• _Objective_: Your output is the line containing "Given the photograph above, point out the red patch" plus all lines after it to the end of the records, reproduced exactly, with nothing else.
>> begin Raw records
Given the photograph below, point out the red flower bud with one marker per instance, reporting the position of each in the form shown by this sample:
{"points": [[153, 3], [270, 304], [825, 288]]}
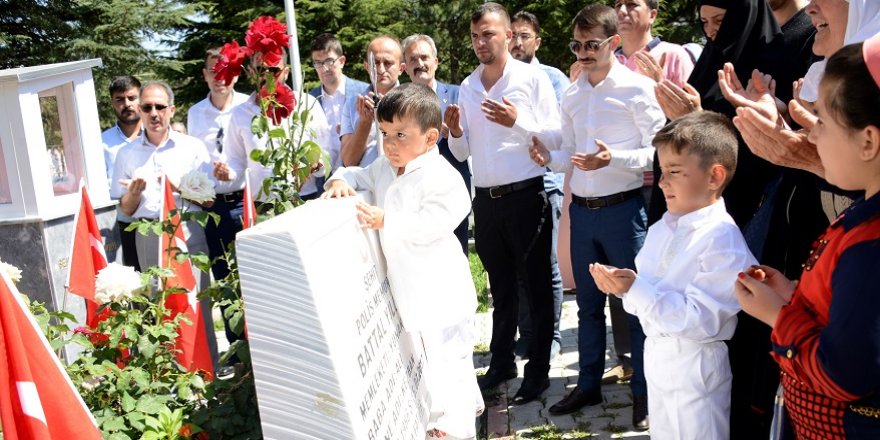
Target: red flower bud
{"points": [[281, 103]]}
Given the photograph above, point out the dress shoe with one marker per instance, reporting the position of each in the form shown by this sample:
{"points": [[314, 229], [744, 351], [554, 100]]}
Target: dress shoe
{"points": [[640, 413], [576, 400], [521, 348], [616, 374], [495, 377], [530, 390]]}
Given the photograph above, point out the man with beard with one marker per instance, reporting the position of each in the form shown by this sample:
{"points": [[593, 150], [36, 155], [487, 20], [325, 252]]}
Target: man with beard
{"points": [[328, 61], [501, 106], [124, 91], [420, 58], [523, 45], [358, 138]]}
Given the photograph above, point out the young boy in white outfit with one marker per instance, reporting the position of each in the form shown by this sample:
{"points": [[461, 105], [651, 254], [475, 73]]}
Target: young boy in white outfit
{"points": [[419, 202], [683, 294]]}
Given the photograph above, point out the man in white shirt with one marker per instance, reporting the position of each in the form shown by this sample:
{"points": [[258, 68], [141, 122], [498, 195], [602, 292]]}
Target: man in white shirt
{"points": [[420, 57], [609, 117], [501, 105], [328, 59], [357, 134], [137, 175], [523, 46], [124, 97], [208, 120]]}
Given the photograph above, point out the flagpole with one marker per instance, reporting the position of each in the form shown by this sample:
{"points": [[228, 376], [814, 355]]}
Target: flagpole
{"points": [[290, 14]]}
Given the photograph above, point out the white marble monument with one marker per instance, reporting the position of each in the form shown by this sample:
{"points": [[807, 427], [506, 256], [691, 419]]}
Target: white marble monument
{"points": [[330, 357]]}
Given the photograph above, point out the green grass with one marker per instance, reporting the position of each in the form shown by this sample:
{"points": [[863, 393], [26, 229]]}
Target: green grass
{"points": [[481, 282]]}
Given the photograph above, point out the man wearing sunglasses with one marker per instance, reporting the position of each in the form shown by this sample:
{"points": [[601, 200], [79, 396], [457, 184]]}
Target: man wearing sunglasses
{"points": [[328, 61], [523, 46], [357, 135], [609, 118]]}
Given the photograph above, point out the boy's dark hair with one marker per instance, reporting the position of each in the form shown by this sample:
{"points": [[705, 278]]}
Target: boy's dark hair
{"points": [[414, 101], [121, 84], [529, 18], [705, 134], [853, 97], [490, 7], [327, 42], [596, 15]]}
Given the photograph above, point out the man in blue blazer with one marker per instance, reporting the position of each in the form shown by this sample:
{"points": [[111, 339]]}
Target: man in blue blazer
{"points": [[420, 58], [328, 61]]}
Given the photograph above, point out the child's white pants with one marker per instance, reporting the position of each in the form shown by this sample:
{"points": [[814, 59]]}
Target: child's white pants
{"points": [[451, 381], [688, 389]]}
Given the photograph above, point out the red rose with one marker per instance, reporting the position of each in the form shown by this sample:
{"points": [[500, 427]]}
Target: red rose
{"points": [[232, 57], [267, 36], [281, 103]]}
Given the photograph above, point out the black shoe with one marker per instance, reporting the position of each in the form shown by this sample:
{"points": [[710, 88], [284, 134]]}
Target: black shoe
{"points": [[640, 413], [576, 400], [495, 377], [530, 390]]}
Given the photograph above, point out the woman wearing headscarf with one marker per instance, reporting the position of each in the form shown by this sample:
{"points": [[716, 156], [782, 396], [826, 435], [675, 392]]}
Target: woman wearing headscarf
{"points": [[745, 33]]}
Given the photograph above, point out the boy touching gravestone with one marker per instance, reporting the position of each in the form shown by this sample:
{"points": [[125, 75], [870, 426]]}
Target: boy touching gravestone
{"points": [[419, 202]]}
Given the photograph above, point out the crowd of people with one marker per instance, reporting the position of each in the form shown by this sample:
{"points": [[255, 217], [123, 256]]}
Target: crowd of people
{"points": [[701, 185]]}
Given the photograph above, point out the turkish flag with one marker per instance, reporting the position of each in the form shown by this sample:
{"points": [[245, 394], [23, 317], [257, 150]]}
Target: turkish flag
{"points": [[37, 398], [194, 353], [249, 213], [86, 259]]}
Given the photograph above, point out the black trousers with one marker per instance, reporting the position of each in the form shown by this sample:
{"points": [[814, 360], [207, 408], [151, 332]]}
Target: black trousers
{"points": [[129, 249], [513, 239]]}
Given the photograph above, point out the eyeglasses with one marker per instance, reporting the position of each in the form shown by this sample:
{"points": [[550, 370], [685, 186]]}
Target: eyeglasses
{"points": [[592, 45], [148, 108], [328, 63]]}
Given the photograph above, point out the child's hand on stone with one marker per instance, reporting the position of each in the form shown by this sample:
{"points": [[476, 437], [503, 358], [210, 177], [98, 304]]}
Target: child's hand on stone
{"points": [[371, 217], [611, 280], [338, 188]]}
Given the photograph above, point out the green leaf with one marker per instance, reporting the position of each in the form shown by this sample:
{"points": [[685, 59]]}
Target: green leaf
{"points": [[277, 133], [128, 402], [150, 405]]}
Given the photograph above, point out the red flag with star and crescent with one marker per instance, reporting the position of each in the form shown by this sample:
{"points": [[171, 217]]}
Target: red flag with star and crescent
{"points": [[194, 353], [86, 259], [37, 399]]}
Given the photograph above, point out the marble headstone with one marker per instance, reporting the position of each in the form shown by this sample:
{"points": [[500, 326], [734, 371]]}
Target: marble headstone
{"points": [[331, 359]]}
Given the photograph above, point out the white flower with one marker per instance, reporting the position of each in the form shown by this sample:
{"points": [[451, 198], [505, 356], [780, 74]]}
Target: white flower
{"points": [[11, 271], [117, 283], [196, 186]]}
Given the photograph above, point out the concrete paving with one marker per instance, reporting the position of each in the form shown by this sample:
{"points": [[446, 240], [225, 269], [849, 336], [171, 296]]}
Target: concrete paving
{"points": [[611, 419]]}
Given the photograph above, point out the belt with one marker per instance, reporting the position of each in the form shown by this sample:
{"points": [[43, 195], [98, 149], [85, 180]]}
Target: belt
{"points": [[606, 201], [503, 190], [233, 197], [866, 411]]}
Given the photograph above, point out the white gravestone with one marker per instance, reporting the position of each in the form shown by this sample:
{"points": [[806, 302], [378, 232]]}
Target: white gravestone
{"points": [[330, 357]]}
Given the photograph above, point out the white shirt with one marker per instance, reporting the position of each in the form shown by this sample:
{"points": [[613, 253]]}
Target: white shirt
{"points": [[240, 141], [686, 272], [620, 111], [210, 124], [113, 140], [500, 155], [429, 276], [332, 105], [178, 155]]}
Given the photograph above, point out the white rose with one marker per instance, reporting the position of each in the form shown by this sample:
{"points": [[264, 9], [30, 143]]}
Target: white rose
{"points": [[11, 271], [196, 186], [117, 283]]}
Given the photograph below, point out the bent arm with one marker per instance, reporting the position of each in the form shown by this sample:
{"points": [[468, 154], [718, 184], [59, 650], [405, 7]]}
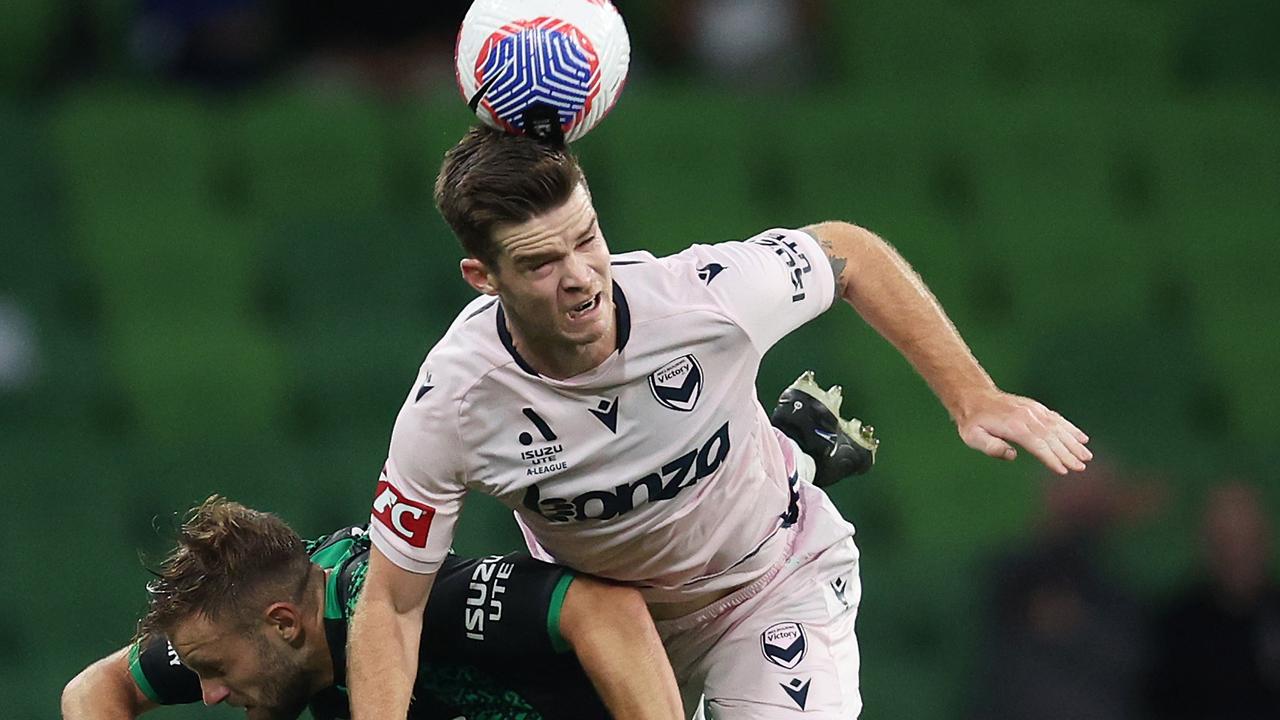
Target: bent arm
{"points": [[105, 691], [384, 641], [612, 633], [883, 288]]}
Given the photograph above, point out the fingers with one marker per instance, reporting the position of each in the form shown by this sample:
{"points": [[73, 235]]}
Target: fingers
{"points": [[1046, 434], [1077, 433]]}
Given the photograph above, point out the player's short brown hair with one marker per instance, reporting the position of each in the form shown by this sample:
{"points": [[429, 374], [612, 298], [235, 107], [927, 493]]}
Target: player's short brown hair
{"points": [[231, 563], [492, 178]]}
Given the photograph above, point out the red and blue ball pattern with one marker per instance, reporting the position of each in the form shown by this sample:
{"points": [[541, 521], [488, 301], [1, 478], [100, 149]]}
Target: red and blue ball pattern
{"points": [[543, 59]]}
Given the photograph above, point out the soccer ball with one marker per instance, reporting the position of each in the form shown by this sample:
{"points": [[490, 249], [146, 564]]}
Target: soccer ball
{"points": [[544, 68]]}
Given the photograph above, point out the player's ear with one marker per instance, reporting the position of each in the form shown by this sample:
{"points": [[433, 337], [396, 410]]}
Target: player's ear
{"points": [[479, 276], [286, 620]]}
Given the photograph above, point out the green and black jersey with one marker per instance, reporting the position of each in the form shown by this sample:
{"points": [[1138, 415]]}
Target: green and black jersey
{"points": [[490, 638]]}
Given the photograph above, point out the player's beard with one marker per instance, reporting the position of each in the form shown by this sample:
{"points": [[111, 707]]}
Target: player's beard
{"points": [[286, 687]]}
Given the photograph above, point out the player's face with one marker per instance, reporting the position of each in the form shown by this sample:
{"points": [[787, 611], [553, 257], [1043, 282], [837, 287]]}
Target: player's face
{"points": [[243, 668], [556, 287]]}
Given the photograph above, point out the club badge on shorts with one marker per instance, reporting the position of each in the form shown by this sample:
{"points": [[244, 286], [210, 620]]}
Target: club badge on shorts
{"points": [[784, 645]]}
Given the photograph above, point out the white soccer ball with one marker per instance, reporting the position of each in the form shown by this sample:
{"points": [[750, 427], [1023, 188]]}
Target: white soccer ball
{"points": [[528, 65]]}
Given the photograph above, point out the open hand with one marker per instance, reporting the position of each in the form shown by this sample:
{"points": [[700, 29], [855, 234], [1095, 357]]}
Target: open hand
{"points": [[999, 420]]}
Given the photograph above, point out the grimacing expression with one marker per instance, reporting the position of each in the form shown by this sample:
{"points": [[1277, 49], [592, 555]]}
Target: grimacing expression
{"points": [[248, 668], [553, 276]]}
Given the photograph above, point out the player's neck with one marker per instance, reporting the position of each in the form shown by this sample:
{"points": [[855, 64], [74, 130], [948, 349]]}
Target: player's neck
{"points": [[320, 660], [561, 360]]}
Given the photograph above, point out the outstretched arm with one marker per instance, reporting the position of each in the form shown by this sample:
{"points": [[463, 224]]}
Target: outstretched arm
{"points": [[883, 288], [616, 642], [105, 691], [384, 639]]}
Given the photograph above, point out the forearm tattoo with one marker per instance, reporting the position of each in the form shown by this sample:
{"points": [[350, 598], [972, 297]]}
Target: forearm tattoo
{"points": [[837, 264]]}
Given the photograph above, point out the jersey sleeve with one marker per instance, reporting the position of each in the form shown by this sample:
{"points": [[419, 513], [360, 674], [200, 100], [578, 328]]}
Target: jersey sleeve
{"points": [[490, 610], [768, 285], [160, 675], [421, 486]]}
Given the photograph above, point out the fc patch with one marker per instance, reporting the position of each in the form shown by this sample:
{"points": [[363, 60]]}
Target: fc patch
{"points": [[784, 645]]}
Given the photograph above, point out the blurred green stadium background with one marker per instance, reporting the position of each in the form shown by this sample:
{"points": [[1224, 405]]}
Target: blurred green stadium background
{"points": [[232, 292]]}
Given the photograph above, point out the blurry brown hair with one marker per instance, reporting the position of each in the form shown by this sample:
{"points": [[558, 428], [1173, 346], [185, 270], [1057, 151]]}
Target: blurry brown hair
{"points": [[231, 563], [492, 178]]}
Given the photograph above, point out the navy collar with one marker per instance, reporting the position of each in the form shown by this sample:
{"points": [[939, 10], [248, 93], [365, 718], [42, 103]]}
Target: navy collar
{"points": [[621, 319]]}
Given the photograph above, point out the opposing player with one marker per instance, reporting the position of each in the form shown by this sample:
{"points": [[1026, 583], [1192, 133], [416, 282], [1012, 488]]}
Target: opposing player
{"points": [[608, 400], [243, 611]]}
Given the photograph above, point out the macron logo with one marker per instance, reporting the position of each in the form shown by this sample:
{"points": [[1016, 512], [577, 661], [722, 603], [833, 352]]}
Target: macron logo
{"points": [[407, 519]]}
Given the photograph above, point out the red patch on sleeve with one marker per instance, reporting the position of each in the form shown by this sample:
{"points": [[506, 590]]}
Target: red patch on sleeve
{"points": [[410, 520]]}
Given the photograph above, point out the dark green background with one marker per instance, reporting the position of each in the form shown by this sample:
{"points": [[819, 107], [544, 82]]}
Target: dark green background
{"points": [[233, 292]]}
>> end Raw records
• _Result_:
Given the photograph above, point out the red patch on sleeve with one marker per instance, reporting the position of each in the form shown by this sample:
{"points": [[506, 590]]}
Target: red patch on sleeve
{"points": [[410, 520]]}
Given the photograph above, point out the dark green background with one marker per instance, reporting the position of each in the form shown by this sample:
{"points": [[819, 107], [544, 82]]}
Target: dark green background
{"points": [[233, 292]]}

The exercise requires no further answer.